> Direction: Reproduce verbatim only the lines from the one containing "Place one point on every instance of the staircase" through the last line below, both included.

> Exercise material:
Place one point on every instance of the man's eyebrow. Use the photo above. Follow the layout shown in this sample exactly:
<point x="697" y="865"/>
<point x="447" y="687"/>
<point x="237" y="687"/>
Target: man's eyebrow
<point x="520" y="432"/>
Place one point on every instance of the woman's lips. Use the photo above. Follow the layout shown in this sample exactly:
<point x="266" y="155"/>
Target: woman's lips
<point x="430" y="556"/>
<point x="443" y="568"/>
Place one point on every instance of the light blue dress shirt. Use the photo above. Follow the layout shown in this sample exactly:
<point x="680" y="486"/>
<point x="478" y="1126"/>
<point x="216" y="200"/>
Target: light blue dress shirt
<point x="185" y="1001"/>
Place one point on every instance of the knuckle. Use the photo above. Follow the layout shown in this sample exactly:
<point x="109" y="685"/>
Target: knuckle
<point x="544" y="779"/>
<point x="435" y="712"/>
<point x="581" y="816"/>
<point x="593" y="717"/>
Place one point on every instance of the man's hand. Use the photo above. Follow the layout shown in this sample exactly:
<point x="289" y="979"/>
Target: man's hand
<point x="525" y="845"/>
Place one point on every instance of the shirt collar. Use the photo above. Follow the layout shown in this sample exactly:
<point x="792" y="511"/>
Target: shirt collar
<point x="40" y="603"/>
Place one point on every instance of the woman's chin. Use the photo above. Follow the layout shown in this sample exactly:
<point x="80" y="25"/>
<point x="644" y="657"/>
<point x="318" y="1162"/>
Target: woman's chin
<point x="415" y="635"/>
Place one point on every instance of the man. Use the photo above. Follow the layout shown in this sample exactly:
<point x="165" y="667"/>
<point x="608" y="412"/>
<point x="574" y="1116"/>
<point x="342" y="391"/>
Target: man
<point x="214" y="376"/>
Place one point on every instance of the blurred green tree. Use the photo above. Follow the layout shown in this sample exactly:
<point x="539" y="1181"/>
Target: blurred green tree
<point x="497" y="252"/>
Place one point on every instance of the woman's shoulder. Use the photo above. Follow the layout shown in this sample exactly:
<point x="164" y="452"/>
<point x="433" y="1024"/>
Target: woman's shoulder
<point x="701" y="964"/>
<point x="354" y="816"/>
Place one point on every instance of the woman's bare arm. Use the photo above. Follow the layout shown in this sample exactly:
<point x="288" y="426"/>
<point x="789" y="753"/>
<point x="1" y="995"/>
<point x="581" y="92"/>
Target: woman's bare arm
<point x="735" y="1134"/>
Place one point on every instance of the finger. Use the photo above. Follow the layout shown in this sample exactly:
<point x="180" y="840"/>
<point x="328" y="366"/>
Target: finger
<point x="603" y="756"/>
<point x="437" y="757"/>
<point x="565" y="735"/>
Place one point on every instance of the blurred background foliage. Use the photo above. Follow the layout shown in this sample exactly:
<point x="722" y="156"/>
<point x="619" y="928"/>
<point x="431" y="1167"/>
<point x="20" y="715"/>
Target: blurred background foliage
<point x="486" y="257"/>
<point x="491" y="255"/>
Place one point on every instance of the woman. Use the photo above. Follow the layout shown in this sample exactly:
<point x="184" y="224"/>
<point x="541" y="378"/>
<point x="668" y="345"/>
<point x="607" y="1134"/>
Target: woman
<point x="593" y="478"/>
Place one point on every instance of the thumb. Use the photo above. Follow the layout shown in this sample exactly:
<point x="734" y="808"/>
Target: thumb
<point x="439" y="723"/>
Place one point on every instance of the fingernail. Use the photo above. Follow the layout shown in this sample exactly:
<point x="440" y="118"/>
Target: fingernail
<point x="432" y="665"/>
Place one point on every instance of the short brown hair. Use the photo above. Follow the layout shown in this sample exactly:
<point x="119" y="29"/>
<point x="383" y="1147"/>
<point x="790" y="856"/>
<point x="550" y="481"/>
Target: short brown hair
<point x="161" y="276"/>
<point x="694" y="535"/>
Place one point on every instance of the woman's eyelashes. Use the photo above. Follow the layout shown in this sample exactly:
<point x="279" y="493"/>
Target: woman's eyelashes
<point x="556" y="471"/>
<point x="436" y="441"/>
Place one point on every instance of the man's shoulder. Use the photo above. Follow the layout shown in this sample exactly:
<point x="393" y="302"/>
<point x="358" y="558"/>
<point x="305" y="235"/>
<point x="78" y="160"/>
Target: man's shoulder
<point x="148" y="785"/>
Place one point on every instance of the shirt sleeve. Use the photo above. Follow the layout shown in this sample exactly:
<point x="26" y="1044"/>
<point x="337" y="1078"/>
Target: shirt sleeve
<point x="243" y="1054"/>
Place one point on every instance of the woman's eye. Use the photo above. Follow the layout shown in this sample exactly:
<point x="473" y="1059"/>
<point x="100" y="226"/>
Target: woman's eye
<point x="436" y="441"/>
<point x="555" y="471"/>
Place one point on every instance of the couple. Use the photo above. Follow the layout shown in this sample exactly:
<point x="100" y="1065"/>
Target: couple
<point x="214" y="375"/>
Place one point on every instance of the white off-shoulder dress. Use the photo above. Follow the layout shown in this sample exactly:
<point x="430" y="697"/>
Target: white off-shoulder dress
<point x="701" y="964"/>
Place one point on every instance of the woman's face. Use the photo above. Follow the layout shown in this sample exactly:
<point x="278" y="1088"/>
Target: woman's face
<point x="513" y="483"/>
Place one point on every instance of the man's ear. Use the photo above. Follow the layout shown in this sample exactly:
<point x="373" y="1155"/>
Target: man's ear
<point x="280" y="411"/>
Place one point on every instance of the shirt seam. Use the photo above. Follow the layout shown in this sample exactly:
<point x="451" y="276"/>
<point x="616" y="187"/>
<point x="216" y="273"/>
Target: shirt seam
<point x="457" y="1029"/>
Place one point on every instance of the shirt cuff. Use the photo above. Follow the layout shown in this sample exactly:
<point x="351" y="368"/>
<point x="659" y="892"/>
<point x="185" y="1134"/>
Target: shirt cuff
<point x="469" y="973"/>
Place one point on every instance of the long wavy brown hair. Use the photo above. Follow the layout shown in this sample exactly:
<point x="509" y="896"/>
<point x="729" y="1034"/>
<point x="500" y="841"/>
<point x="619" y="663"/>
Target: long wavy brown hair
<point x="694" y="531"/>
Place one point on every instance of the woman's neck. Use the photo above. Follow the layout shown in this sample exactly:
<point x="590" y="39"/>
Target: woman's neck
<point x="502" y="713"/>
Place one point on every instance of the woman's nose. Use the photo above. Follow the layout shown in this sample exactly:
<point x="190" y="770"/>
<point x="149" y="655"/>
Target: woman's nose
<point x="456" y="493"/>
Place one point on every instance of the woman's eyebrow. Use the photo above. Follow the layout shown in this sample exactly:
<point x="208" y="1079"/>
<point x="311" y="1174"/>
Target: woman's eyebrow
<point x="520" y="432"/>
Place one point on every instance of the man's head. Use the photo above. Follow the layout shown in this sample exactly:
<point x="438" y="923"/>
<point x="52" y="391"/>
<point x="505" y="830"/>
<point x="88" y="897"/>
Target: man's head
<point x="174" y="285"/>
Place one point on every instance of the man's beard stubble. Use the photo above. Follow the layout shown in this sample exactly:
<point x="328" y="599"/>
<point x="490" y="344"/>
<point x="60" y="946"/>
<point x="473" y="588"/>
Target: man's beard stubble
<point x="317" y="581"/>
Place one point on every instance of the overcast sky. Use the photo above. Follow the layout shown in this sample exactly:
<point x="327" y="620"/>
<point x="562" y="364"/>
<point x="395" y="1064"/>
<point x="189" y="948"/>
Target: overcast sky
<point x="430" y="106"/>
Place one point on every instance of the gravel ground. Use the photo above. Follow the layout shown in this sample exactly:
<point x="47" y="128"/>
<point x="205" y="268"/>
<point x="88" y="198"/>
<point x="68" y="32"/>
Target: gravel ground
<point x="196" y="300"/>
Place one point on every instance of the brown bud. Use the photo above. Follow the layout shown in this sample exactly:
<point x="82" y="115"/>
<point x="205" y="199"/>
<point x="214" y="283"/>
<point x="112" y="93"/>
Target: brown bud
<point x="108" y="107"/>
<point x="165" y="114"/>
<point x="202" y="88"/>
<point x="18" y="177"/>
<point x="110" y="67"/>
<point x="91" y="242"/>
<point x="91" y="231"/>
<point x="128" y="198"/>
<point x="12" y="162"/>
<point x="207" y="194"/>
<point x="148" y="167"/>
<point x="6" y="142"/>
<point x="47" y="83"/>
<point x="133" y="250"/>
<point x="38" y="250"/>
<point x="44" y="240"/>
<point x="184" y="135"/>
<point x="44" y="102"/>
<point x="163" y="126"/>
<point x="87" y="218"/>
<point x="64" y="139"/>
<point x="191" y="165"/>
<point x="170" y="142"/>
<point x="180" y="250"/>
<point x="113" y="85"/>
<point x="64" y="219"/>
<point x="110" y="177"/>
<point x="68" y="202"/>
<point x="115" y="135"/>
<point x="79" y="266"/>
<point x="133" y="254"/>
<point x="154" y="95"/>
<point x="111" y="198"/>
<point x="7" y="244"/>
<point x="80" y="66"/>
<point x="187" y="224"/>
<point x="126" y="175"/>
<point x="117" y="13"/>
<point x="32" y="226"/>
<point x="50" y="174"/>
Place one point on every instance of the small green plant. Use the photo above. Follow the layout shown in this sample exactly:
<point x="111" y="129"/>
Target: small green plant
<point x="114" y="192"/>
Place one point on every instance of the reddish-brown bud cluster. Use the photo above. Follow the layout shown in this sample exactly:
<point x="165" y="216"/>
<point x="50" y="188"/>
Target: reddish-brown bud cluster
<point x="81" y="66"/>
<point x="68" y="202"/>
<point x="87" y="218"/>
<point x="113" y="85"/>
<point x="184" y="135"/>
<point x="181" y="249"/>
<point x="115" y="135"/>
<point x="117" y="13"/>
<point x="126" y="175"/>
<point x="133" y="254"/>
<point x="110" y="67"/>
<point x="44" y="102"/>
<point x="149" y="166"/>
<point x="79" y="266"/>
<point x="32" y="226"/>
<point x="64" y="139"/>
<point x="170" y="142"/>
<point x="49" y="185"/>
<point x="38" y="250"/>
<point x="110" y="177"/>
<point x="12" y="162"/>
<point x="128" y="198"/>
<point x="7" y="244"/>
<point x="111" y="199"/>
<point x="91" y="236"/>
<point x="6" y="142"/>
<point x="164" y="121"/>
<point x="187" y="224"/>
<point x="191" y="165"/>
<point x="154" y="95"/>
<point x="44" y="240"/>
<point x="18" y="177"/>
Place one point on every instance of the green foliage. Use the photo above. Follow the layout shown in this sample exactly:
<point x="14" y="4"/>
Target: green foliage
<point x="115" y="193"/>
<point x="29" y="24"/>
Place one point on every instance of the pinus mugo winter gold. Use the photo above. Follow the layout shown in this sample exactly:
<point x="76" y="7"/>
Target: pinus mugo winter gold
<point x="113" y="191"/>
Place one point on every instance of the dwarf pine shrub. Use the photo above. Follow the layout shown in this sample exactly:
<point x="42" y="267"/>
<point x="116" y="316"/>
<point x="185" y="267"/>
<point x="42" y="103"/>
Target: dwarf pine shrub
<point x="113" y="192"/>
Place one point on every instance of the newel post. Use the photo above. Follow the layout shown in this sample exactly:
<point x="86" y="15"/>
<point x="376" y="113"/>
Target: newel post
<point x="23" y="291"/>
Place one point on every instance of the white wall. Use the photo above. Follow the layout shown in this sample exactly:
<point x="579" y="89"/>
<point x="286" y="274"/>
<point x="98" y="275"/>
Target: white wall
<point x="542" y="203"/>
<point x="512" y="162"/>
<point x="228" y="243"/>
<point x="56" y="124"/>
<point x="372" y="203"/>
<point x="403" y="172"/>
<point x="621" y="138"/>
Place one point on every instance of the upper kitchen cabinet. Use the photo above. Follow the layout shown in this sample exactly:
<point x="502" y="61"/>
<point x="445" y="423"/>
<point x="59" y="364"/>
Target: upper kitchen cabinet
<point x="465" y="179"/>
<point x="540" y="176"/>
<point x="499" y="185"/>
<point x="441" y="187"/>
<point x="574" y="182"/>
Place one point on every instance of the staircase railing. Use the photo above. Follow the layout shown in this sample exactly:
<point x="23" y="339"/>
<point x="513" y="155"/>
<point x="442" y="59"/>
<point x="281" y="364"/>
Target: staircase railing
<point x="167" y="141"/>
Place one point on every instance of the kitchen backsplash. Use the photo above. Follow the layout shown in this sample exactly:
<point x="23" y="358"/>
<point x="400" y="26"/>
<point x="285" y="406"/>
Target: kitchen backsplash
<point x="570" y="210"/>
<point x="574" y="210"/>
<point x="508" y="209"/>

> Answer:
Place one point on every instance of the staircase railing. Use the photo above. Follow the layout shown in this sample exactly:
<point x="23" y="339"/>
<point x="513" y="155"/>
<point x="442" y="59"/>
<point x="281" y="364"/>
Target: staircase railing
<point x="167" y="141"/>
Place one point on every instance of the kitchen backsplash. Use the photo above. Follow the layout shown in this sample exactly:
<point x="23" y="358"/>
<point x="400" y="26"/>
<point x="285" y="406"/>
Target: kitchen backsplash
<point x="570" y="210"/>
<point x="574" y="210"/>
<point x="508" y="209"/>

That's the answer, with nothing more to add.